=== Document excerpt ===

Ushakov said the presidents will discuss these topics roughly in that order, although “they may modify it and address other issues.”
“For ‘dessert’ there are regional problems: the Middle East, Syria, Libya, the situation around the Iranian nuclear program, the settlement in Afghanistan, on the Korean peninsula, in Nagorno-Karabakh. And, obviously, Ukraine,” he added.
The Russian delegation accompanying Putin to his first summit with Biden will include, in addition to Ushakov, Foreign Minister Sergey Lavrov, Deputy Foreign Minister Sergey Riabkov, Kremlin spokesman Dmitry Peskov and Chief of the General Staff of the Russian Armed Forces Valery Gerasimov.
Dmitry Kozak, deputy head of the Russian Presidential Administration, and Alexander Lavrentiev, Putin’s special envoy for the settlement of the Syrian conflict, have been invited to discuss some regional issues.
Russian Ambassador to Washington Anatoly Antonov, who was recalled by Moscow for consultations after Biden in mid-March answered in the affirmative to a journalist’s question on whether he considered Putin a murderer, will also participate in the summit.
Ushakov indicated that the Geneva summit will be held in two formats: one, broad, and the other, narrow.
Asked whether the Russian and American leaders will hold a conversation alone, Putin’s aide replied, “I don’t know, it will be as the presidents decide. It depends on them.”

===

Task to carry out:
Answer these questions using the summit excerpt above.
1. Who is named as Putin's special envoy for the settlement of the Syrian conflict?
2. In how many formats will the Geneva summit be held, and what are they called?
3. Who is the Russian Ambassador to Washington?

=== Material provided ===

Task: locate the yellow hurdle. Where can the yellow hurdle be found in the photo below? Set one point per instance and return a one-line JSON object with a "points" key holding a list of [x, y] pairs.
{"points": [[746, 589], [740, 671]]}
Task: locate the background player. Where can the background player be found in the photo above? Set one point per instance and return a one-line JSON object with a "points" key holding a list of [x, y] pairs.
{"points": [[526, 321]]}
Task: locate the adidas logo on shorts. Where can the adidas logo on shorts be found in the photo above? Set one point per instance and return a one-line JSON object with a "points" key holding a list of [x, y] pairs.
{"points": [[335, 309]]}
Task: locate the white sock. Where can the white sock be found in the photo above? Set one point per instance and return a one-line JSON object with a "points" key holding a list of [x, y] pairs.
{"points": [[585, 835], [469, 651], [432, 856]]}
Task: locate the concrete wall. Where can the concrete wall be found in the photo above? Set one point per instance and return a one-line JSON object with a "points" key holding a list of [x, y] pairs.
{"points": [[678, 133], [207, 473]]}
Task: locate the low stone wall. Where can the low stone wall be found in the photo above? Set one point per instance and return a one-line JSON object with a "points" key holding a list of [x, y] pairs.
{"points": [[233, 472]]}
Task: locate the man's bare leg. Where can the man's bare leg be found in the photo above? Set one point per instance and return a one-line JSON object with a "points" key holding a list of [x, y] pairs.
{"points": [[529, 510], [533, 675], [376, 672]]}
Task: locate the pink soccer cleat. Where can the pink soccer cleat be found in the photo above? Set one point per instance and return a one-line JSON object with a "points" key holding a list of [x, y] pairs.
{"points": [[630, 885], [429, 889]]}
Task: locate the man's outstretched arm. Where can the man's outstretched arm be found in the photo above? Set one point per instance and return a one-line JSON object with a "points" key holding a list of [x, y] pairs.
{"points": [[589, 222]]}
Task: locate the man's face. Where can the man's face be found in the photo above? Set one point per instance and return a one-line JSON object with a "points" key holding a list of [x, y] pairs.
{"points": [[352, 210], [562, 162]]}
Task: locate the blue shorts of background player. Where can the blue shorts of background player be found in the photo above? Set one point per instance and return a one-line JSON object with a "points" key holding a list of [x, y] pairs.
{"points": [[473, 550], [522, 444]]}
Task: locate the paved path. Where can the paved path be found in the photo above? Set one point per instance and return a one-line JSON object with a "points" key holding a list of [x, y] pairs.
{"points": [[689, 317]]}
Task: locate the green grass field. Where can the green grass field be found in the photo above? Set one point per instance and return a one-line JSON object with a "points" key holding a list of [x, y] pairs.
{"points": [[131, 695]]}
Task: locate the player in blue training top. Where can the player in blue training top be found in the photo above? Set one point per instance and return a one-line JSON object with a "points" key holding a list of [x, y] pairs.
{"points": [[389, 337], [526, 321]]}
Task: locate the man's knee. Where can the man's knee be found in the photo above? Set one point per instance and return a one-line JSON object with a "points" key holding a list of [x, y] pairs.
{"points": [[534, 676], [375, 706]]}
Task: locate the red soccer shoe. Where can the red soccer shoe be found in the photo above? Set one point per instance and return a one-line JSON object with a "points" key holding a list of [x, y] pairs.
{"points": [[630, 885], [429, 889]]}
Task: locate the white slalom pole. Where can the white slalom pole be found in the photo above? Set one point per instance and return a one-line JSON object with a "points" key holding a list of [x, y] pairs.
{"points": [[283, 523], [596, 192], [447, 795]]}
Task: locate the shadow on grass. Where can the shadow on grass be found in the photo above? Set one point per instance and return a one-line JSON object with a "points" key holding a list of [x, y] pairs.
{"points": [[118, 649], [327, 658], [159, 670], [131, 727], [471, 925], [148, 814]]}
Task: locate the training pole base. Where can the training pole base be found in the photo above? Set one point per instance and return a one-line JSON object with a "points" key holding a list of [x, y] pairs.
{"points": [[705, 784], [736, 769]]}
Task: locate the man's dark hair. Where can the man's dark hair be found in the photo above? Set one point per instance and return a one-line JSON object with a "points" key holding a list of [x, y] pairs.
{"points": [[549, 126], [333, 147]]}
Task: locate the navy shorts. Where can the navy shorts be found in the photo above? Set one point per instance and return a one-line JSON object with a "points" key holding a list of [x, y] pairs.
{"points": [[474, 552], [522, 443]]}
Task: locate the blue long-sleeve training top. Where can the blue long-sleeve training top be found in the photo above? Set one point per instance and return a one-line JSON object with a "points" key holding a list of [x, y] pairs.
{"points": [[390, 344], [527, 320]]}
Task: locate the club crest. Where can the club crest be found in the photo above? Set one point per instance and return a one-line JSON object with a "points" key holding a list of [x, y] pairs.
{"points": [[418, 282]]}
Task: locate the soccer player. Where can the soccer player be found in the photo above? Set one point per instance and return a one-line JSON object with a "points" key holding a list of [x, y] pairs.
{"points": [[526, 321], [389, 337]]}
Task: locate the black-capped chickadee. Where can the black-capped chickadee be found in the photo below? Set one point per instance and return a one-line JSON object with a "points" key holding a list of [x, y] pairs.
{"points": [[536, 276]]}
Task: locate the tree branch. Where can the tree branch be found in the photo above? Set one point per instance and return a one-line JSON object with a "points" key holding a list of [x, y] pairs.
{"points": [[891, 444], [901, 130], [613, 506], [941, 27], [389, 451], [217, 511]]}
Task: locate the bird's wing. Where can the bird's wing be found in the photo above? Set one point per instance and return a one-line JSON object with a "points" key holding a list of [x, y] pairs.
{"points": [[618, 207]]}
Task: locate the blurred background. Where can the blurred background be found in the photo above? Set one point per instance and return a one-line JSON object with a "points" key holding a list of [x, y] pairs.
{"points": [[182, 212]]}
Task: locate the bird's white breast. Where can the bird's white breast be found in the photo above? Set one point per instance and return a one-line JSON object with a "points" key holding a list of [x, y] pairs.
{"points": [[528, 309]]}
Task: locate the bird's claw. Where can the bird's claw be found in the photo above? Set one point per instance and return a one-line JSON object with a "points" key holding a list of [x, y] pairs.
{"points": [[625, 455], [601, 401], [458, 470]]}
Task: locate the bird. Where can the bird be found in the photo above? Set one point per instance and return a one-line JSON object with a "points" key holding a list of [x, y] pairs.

===

Correct output:
1. Alexander Lavrentiev.
2. Two formats: one broad and one narrow.
3. Anatoly Antonov.